PANTA FAMILY


Saturday, April 28, 2007

Group Life Insurance: Is it Enough?

Group life insurance, which in most situations is offered by your employer, provides coverage at a reasonable rate. While group life insurance can be a great deal, it might not provide enough protection. If your group life policy is the only life insurance you own, you could be open to financial disaster.

The group advantage

In most cases, you purchase group life insurance through work. Your employer owns the policy, and the employees are the "insureds." You can get group life either as an employee benefit (meaning you don't have to pay for it) or on a voluntary basis (meaning you open your own wallet).

If you receive the policy at no cost, the most common type of coverage is usually a full year's salary payable to your beneficiaries at your death. Some employers with limited budgets might offer smaller policies with face amounts of $5,000, $10,000, or $20,000, depending on your position and seniority at the company. At the other end of the spectrum, larger companies with unions, such as auto manufacturers, might offer very generous death benefits that total two or three times a person's salary.

If your company offers group life on a voluntary basis, the coverage is generally more extensive. The size of your death benefit can vary, but can be several times your annual salary. Some larger employers offer group life plans with a maximum death benefit of $1 million. There are also group life policies under which your spouse and children can get coverage.

Most group life plans are term policies that provide life insurance protection for as long as you work for the company. There are also some employers that offer whole life policies, so you can have permanent coverage after you retire or leave the company. Unlike some individual life insurance policies you could buy on your own, premium rates are rarely locked in. Premiums usually rise every five years because the risk of deaths among the group increases, as employees grow older.

Group life on the cheap

Group life insurance tends to be inexpensive because the insurance company is calculating the overall risk of the group. The chance of everyone at a company dying simultaneously is so small that the cost of insuring a group is cheaper on a per person basis than insuring an individual.

The insurer also assumes that not all people at the company are going to work there until retirement, so the length of the insurance term is relatively short.

A typical universal life group policy for a person in good health at a normal job would cost 5 cents for every $1,000 worth of coverage per month. So for a $100,000 policy, it would cost you $5 per month, or $70 per year.

* [RECORD EXTRACTS]
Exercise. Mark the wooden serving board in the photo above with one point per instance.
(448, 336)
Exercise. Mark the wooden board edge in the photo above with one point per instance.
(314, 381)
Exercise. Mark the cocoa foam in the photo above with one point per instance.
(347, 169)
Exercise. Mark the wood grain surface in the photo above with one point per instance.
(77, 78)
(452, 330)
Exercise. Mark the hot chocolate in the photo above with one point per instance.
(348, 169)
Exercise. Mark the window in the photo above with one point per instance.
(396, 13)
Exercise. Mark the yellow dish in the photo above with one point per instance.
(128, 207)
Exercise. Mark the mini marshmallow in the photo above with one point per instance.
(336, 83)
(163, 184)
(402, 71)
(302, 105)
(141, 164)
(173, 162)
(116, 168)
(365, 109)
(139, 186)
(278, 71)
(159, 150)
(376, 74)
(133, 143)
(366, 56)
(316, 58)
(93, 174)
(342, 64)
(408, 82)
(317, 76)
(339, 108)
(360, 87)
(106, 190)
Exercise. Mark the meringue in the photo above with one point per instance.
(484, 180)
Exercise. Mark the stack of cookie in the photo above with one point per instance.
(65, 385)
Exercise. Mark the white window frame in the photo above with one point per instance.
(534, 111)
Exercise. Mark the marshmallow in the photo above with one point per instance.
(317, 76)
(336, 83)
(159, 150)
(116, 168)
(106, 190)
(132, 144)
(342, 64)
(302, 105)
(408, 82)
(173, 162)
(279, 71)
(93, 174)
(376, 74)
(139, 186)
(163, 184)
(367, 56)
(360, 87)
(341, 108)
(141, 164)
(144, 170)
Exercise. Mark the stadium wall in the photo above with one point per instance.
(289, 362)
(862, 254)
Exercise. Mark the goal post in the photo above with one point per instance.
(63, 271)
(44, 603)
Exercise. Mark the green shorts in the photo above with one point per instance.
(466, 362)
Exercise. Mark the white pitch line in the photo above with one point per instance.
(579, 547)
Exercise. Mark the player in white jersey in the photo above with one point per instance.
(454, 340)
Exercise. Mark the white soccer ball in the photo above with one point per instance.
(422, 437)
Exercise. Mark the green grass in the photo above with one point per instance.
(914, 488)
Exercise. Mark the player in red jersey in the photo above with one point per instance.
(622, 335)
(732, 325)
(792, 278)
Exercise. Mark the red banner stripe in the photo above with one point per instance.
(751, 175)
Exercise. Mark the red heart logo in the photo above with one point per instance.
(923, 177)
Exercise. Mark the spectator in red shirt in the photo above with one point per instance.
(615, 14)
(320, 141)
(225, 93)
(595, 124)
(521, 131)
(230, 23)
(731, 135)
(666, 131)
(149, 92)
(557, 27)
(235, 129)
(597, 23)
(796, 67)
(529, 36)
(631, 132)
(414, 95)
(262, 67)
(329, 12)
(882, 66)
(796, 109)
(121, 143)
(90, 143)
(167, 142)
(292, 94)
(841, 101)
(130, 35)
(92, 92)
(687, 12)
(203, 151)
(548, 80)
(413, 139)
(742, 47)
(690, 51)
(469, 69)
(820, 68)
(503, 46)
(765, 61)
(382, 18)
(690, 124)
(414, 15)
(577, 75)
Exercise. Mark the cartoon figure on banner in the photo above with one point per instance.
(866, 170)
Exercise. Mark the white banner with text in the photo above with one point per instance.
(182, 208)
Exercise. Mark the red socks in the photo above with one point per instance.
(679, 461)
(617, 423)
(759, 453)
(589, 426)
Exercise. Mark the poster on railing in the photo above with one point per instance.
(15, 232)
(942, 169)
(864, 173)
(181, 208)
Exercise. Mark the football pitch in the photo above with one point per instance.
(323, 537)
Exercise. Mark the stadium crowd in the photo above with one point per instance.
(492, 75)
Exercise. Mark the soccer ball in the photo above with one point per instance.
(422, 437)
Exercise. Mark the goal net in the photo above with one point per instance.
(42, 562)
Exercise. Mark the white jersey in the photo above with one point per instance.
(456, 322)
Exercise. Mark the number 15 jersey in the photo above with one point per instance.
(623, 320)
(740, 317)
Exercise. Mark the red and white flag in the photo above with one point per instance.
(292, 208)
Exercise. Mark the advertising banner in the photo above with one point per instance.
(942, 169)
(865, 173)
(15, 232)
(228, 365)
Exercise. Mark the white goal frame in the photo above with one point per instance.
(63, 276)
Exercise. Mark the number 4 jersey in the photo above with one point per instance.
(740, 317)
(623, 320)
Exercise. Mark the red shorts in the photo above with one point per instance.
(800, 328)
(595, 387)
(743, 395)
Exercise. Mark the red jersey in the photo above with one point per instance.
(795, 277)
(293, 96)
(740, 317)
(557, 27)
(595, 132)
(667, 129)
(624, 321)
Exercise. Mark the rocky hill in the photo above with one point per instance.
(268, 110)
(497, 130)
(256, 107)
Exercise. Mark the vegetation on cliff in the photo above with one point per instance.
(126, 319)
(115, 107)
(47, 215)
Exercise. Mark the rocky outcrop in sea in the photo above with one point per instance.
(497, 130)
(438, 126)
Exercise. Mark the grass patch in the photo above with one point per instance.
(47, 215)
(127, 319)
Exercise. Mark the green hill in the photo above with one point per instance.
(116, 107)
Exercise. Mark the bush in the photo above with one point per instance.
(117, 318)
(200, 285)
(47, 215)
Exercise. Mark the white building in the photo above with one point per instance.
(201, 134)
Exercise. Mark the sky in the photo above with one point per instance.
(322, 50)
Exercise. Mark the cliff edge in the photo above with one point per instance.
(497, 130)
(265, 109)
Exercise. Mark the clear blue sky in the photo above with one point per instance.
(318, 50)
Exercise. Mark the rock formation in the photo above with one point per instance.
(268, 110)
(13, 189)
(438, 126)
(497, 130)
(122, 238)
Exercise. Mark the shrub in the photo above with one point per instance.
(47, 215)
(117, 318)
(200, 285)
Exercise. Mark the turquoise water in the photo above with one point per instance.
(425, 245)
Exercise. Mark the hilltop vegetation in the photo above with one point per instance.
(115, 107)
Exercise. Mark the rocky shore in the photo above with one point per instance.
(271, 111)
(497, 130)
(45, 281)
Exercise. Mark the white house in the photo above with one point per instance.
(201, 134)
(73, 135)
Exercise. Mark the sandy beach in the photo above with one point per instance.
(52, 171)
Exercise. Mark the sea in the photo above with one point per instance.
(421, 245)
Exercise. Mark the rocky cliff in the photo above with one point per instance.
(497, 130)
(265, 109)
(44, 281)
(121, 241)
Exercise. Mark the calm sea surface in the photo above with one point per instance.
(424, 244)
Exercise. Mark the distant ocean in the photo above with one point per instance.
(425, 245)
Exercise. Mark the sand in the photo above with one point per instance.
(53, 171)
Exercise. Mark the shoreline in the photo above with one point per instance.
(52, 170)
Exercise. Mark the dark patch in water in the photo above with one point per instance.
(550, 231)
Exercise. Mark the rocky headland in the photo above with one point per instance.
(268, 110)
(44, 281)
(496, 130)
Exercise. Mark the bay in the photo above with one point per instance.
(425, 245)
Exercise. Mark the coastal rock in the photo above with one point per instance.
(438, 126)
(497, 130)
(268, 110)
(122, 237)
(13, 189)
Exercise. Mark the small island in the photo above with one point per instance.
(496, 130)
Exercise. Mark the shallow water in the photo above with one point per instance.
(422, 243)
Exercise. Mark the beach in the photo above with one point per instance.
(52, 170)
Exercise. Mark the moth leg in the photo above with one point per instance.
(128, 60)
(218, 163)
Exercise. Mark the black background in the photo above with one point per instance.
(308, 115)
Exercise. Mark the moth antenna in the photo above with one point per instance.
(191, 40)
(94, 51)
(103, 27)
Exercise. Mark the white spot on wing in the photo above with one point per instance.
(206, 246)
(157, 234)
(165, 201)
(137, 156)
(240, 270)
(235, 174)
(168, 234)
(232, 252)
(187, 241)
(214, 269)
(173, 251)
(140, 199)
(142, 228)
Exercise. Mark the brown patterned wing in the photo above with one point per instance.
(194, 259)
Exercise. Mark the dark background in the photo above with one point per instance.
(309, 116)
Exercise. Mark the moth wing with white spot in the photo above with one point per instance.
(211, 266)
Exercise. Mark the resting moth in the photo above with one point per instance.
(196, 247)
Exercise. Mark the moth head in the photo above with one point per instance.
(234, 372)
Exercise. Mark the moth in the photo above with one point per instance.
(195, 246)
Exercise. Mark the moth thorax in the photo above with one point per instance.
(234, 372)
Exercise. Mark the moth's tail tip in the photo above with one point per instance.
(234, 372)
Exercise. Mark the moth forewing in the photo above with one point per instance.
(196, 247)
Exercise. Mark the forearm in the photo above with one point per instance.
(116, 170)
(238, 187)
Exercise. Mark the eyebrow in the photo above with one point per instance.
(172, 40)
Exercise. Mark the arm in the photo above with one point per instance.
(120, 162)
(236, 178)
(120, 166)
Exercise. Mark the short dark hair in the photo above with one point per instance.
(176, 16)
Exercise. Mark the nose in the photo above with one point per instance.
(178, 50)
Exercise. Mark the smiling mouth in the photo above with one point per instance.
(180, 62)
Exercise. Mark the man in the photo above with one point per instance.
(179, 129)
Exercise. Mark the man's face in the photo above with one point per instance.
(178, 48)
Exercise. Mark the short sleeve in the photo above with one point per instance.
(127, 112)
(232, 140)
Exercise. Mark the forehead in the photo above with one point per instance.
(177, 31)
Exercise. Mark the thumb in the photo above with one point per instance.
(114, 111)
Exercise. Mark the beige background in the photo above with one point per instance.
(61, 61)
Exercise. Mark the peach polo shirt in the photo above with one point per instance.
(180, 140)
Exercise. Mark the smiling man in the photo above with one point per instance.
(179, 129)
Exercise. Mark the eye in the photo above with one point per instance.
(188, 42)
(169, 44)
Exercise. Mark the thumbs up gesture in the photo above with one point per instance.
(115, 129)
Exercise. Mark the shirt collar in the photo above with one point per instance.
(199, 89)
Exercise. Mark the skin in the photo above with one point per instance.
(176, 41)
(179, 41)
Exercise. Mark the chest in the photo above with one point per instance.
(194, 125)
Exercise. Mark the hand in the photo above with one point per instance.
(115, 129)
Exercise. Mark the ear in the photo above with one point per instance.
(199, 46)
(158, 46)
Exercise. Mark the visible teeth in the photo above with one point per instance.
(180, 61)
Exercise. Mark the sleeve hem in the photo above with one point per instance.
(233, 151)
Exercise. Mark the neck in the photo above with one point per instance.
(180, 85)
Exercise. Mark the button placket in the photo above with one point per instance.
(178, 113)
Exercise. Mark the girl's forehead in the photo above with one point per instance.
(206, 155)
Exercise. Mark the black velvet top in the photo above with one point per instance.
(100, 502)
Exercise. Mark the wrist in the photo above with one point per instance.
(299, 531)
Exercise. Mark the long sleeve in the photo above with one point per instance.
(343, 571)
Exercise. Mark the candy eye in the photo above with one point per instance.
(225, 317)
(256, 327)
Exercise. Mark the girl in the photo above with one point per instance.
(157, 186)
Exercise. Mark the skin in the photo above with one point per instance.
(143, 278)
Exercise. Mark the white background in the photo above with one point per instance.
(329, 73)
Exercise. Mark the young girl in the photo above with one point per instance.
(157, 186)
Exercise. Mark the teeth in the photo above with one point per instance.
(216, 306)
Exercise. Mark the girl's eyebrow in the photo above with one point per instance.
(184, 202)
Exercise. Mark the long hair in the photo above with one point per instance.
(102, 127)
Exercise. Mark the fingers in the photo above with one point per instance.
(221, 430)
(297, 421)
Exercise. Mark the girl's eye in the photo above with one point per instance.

* [TASK SET]
A - Decide whether each statement agrees with the article on group life insurance, answering yes or no and quoting the words of the article that settle it: (i) With group life insurance bought through work, the employer owns the policy. (ii) Premium rates on group life policies are usually locked in. (iii) Group life premiums usually rise every ten years.
B - Continue the article on group life insurance from its final sentence.
The records play no part in what is asked here.

* [LIST OF ANSWERS]
A - (i) Yes: "Your employer owns the policy, and the employees are the "insureds."" (ii) No: "premium rates are rarely locked in." (iii) No: "Premiums usually rise every five years because the risk of deaths among the group increases, as employees grow older."

B -
Poor health? No problem

If your employer gives you group life insurance free of charge, you often don’t need to undergo any medical examination. Most of these are "guaranteed issue," meaning you will qualify for insurance regardless of your medical condition.

When you have the option of signing up for group life insurance through work, those policies usually require applicants to fill out a short questionnaire about health and lifestyle. If a severe health problem is found, insurers will likely require a medical exam, which includes giving blood and urine samples.

When setting a group life rate, an insurer figures in the ratio of females to males (females generally live longer, according to mortality tables), as well as how many smokers are in the group. It also takes into consideration the nature of the work at the company. A bank, for example, would likely have a cheaper group life rate than a construction company.

Think "supplement"

If your employer offers group life, it can be a nice supplement to your existing life insurance if you have it. It's important not to count on group life as your main source of life insurance. Most group life policies, whether you pay for them or not, don't offer enough coverage for your beneficiaries. One or two years of salary, the level of coverage offered by many group insurance plans, would fail to provide complete financial protection when the key breadwinner in a family dies.

Perhaps the biggest drawback to group life is when you leave your job, you’ll probably lose the coverage. Worse, when you leave your job, you might have trouble buying life insurance elsewhere if you've developed a severe health problem.

Some employers will let you continue your life insurance with the group after you leave the company or retire (if you want the option, it will likely cost you 10 to 25 percent more in premiums). Even so, there’s a chance the employer will discontinue the insurance, or switch to an insurance plan that might not take you on.

"The biggest downside to group life is that it's not always portable," says Michael Snowdon of the College of Financial Planning. "If you're counting on [group life] as part of your risk management plan and you change jobs or your employer decides to not offer the insurance any more, you could be hurting."

Jerry Rosenbloom, a professor at the Wharton School at the University of Pennsylvania, says another downside to group life is it does not leave you with a lot of coverage options. For example, if you want a long term care rider on your policy, you would likely have to look elsewhere than your group life policy.

"It always comes down to what your needs are," he says. "You may not have anywhere near the options on a group term as you would with an individual policy. [Group] policies are pretty much standard vanilla."

"It's not a bad deal," says Michael Snowdon, an instructor with the College for Financial Planning in Denver. "It can be a very cost effective way to add to your life insurance" if you already own a policy.